=== LESETEXT ===
Heute leider weniger kleine Besetzungen
Das ist auch ein Punkt den ich sehr vermisse: Kleine Besetzungen, die Bestand haben. Als Amateurmusiker in der zivilen Arbeitswelt spielt man in einem Orchester, wenn man viel Zeit hat vielleicht noch in einer anderen Besetzung. Aber dass man in mehreren Besetzungen unterschiedlicher Musikstile mitwirkt, ist zeitlich unmöglich. Ich erinnere mich noch an ein Klarinettenquartett, mit dem wir einen Auftritt in Sigmaringen bei irgendeiner Offiziergala untermalen. Das ist schön. Noch schöne ist unsere Feier zu Viert danach – mit exorbitant hoher Getränkerechnung. Das muss kurz nach der Euro-Umstellung sein, denn ich erinnere mich, wie wir das in D-Mark umrechnen und schockiert vom Stuhl fallen.
Mein Wohnen im Gebäude des Heeresmusikkorps 10 Ulm
Mein Leben in der Kaserne empfinde ich als sehr angenehm. Ich habe eine Stube (Bundeswehrwort für Zimmer) mit einem Bett, einem Schrank (Spind) und einem Waschbecken für mich allein. Zum Duschen muss ich vom zweiten Stock ins Erdgeschoss in eine riesige Gemeinschaftsdusche, die ich dann eben absperre. Stört mich alles nicht. Mein Zimmer besteht aus einem Bett und einem gürnen Sessel sowie einem PC ohne Internetanschluss, dafür mit Riesen-Röhrenmonitor und einer TV-Karte, an dem ich Dienstags immer „Sex and the City“ schaue. Es gibt zwar einen Fernsehraum im Gebäude, aber das sind meine persönlichen Frauen-Momente, die ich nicht mit den männlichen Wehrpflichtigen teilen will. Mit ihnen fieber ich im Fernsehraum gemeinsam die Fussball WM 2002 – auf einem uralten, spießigen „Gute-Deutsche-Eiche“ Rustikal-Sofa, das irgendjemand mal „gespendet“ (oder ausgesondert) hat.
Ich gehe viel im kaserneneigenen Schwimmbad schwimmen, was sich allerdings nicht bemerkbar macht, da ich viel esse. Das Essen in der Truppenküche (Bundeswehrwort für Kantine) schmeckt mir. Während der Fahrten hat der Versorgungsfeldwebel immer (hieß er so?) Schokolade dabei. Bei Konzerten wird man vom Veranstalter meist zum Essen eingeladen. Es gibt es keine Gemüse-Dinkel-Suppe oder andere vegetarische Speisen, die ich jetzt, 2021, zu mir nehme.
===
KURZE AUFGABE A ▸ Nenne alle Räume und Einrichtungen der Kaserne, die laut dem Lesetext von der schreibenden Person selbst genutzt werden.
KURZE AUFGABE B ▸ Schreibe aus dem Lesetext die Passage zwischen „Heute leider weniger“ und „vom Stuhl fallen.“ einschließlich ab.
=== DATENAUSZUG ===
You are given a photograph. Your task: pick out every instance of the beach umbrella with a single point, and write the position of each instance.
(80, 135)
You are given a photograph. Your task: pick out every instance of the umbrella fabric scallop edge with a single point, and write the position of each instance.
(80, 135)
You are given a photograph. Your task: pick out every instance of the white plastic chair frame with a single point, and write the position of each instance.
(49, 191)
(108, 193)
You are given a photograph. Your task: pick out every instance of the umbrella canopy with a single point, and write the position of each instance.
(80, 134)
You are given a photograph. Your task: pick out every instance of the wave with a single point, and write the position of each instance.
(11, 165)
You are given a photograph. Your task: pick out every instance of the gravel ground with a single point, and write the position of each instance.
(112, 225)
===
VOLLSTÄNDIGE LÖSUNG A ▸ Stube, Gemeinschaftsdusche, Fernsehraum, Schwimmbad, Truppenküche

VOLLSTÄNDIGE LÖSUNG B ▸
Heute leider weniger kleine Besetzungen
Das ist auch ein Punkt den ich sehr vermisse: Kleine Besetzungen, die Bestand haben. Als Amateurmusiker in der zivilen Arbeitswelt spielt man in einem Orchester, wenn man viel Zeit hat vielleicht noch in einer anderen Besetzung. Aber dass man in mehreren Besetzungen unterschiedlicher Musikstile mitwirkt, ist zeitlich unmöglich. Ich erinnere mich noch an ein Klarinettenquartett, mit dem wir einen Auftritt in Sigmaringen bei irgendeiner Offiziergala untermalen. Das ist schön. Noch schöne ist unsere Feier zu Viert danach – mit exorbitant hoher Getränkerechnung. Das muss kurz nach der Euro-Umstellung sein, denn ich erinnere mich, wie wir das in D-Mark umrechnen und schockiert vom Stuhl fallen.